### Ce qu'il faut
D'après l'article sur la centrale Douchanbé-2, quelle société a construit cette centrale ?

Par : Yuliana Glazunova - le 6 décembre 2023


Cet article fait partie de la contribution pour l'Observatoire Français des Nouvelles Routes de la Soie

La centrale thermique Douchanbé-2 continue d'apporter une contribution significative à l'approvisionnement énergétique du Tadjikistan. En moyenne, plus de 1 milliard 74 millions de kWh d'électricité et 343 Gcal de chaleur sont produits par la centrale Douchanbé-2. Actuellement, la centrale ne produit pas seulement de l'électricité, mais fournit également de la chaleur à certains quartiers de la capitale. Selon l'agence de presse Avesta, en janvier-février 2020, la centrale Douchanbé-2 a produit plus de 541 millions de kWh d'électricité et 192 000 Gcal de chaleur. La centrale fournit plus de 80 % de la demande quotidienne d'électricité de la ville de Douchanbé. Elle produit ainsi plus de 8 millions de kWh d'électricité par jour. Le holding énergétique d'État Barki Tojik a informé que pendant la saison de chauffage, c'est-à-dire d'octobre à février 2019, plus de 1,3 milliard de kWh d'électricité et 343 000 Gcal de chaleur ont été produits par la centrale thermique. Elle peut également produire de l'électricité de 7,5 millions de kWh à 9 millions de kWh par jour, en fonction des applications ou de la demande.

Selon les ingénieurs en électricité tadjiks, la centrale Douchanbé-2 est une installation énergétique efficace et performante construite par la société chinoise TBEA (Tabian Apparatus Stoc Co). Cette installation est l'une des trois centrales électriques les plus puissantes construites au Tadjikistan au cours des 30 dernières années. La capacité maximum de la centrale est de 400 MW d'électricité et de 360 Gcal de chaleur.

Items d'identification de lieux
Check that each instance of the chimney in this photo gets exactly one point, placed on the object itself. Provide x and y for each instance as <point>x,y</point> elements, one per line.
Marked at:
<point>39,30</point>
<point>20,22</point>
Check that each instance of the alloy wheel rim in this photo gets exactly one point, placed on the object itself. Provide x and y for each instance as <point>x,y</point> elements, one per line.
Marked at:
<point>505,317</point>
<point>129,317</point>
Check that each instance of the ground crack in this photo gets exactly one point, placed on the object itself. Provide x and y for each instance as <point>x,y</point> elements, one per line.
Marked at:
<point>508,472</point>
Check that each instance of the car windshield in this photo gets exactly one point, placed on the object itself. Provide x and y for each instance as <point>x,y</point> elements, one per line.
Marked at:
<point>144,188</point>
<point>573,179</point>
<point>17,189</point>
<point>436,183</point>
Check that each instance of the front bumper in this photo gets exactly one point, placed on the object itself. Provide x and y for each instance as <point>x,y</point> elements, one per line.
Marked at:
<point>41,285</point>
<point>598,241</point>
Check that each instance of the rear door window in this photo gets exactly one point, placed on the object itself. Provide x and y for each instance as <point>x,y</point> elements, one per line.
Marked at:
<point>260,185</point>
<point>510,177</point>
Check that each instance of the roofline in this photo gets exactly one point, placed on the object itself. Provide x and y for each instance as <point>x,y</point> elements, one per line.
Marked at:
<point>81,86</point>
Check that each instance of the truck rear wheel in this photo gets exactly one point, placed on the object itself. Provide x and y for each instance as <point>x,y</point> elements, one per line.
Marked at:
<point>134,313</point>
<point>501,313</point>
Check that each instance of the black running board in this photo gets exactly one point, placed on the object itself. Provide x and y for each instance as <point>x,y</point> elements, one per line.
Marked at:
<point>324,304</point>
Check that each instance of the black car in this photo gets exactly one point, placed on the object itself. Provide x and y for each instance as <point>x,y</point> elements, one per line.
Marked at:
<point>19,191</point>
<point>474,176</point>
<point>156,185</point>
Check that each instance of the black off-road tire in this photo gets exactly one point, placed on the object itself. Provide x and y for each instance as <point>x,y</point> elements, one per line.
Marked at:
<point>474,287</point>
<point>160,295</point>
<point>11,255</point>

### Problème résolu
La société chinoise TBEA (Tabian Apparatus Stoc Co).